--- Start RECORD SET ---

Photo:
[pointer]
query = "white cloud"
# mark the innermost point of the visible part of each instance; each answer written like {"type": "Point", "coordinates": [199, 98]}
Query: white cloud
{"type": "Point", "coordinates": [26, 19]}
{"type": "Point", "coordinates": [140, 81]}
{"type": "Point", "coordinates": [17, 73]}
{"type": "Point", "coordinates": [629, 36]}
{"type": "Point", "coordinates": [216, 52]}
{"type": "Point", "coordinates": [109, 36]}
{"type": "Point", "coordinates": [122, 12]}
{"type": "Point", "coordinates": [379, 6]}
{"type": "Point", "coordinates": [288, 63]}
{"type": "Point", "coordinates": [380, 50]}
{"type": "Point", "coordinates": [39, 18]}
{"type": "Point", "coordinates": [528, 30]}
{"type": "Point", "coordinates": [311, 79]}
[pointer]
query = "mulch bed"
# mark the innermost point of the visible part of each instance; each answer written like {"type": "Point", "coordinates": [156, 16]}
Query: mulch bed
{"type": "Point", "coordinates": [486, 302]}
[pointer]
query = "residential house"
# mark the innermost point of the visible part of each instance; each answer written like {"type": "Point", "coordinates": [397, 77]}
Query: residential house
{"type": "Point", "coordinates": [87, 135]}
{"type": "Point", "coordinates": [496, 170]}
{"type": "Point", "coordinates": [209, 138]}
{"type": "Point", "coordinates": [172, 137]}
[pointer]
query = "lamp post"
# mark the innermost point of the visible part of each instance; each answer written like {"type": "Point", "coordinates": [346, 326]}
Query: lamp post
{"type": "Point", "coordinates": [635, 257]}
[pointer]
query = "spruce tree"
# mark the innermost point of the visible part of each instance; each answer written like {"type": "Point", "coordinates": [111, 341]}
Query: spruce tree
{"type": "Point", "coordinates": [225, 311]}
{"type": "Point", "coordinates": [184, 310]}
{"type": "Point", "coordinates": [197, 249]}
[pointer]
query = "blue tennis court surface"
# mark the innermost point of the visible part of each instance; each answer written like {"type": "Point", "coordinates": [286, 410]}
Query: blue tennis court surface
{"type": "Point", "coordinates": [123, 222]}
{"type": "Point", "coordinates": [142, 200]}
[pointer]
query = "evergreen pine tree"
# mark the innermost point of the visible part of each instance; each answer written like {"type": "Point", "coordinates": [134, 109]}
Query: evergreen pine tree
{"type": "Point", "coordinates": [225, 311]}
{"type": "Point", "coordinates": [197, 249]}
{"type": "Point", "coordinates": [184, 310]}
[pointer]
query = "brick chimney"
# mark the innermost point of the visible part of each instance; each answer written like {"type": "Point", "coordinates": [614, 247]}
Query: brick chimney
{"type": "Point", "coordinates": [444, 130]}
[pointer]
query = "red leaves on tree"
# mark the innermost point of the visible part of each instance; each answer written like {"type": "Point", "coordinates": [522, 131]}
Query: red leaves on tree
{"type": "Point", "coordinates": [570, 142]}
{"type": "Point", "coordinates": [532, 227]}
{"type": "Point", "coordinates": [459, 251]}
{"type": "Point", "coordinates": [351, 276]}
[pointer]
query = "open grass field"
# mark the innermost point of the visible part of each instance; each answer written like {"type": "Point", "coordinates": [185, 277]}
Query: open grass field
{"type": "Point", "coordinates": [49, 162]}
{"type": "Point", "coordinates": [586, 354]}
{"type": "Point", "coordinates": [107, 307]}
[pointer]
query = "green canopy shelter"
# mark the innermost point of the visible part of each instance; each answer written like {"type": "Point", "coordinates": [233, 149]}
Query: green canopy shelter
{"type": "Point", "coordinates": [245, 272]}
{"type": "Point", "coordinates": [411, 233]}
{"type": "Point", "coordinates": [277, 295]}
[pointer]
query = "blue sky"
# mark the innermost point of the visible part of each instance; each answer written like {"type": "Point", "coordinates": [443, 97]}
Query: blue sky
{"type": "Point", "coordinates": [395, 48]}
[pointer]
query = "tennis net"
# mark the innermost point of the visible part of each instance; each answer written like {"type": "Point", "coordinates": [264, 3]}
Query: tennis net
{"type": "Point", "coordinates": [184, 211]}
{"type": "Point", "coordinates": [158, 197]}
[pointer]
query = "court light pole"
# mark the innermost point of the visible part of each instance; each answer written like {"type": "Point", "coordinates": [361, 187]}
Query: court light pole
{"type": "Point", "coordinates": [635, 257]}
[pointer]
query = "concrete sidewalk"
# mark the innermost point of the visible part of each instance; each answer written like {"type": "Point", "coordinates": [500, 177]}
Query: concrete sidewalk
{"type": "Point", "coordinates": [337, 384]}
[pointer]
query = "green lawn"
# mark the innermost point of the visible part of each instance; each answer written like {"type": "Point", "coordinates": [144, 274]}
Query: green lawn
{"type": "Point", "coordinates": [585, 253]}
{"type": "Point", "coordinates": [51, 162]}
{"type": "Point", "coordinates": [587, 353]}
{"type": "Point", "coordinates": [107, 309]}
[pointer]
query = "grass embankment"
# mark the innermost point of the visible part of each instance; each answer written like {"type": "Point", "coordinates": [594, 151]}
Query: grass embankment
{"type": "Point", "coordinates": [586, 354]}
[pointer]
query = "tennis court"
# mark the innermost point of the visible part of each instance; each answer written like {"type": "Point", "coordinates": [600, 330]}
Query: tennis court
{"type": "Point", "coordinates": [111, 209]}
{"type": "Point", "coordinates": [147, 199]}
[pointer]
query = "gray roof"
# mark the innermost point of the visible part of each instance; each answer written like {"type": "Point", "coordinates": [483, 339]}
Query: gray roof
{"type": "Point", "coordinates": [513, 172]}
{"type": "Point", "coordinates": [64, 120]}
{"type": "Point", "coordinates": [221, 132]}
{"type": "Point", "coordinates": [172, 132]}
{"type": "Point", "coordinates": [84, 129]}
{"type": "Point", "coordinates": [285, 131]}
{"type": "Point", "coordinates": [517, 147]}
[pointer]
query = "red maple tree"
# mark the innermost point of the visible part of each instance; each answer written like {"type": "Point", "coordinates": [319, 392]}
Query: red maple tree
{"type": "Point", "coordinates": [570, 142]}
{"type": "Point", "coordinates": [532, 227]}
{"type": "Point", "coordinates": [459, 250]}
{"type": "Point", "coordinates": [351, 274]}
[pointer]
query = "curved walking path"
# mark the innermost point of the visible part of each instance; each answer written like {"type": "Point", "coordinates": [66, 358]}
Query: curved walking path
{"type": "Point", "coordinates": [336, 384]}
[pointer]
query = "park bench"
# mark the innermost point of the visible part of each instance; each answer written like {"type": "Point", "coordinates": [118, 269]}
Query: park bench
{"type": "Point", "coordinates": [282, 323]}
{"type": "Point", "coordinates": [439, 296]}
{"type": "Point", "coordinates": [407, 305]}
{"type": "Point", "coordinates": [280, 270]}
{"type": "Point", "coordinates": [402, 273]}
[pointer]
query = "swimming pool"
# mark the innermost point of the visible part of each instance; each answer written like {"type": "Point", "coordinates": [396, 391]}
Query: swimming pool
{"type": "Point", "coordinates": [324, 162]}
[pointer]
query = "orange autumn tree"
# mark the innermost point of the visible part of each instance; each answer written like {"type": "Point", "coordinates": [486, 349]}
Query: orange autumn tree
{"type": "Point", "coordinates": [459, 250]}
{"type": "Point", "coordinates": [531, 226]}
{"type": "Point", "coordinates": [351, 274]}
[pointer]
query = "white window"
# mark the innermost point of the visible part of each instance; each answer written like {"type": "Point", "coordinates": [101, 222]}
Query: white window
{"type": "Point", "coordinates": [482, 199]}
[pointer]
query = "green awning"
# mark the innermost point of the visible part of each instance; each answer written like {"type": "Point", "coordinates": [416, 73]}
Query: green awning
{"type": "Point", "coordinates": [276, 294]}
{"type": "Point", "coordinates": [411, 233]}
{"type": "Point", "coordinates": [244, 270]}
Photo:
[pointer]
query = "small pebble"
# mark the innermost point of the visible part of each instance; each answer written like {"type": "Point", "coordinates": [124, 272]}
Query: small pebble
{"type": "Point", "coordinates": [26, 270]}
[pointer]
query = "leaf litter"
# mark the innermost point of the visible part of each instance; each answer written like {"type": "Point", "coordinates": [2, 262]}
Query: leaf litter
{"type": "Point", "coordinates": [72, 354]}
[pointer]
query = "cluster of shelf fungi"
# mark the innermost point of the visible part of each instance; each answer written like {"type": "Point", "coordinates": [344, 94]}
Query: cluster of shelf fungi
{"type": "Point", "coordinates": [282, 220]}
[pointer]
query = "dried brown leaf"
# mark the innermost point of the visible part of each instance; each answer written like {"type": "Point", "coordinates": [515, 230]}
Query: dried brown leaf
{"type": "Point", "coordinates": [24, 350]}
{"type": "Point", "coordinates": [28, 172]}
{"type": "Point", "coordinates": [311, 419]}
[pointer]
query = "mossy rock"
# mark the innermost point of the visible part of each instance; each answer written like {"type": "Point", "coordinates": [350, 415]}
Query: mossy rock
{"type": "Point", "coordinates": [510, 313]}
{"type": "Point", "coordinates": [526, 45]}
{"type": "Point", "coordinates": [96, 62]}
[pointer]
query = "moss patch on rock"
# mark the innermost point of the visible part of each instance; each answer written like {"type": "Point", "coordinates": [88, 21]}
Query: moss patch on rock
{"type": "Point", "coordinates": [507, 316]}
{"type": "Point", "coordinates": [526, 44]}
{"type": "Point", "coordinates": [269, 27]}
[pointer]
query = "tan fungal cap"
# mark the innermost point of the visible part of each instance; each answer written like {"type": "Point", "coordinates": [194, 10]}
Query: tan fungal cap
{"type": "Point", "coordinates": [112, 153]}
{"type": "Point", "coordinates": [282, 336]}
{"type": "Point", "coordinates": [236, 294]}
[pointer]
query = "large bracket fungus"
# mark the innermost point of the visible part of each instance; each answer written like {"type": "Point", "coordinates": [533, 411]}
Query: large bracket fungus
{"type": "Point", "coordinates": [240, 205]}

--- End RECORD SET ---

TO DO: Extract every line of the data above that contains the word "autumn".

THE RESULT:
query = "orange autumn tree"
Query: orange autumn tree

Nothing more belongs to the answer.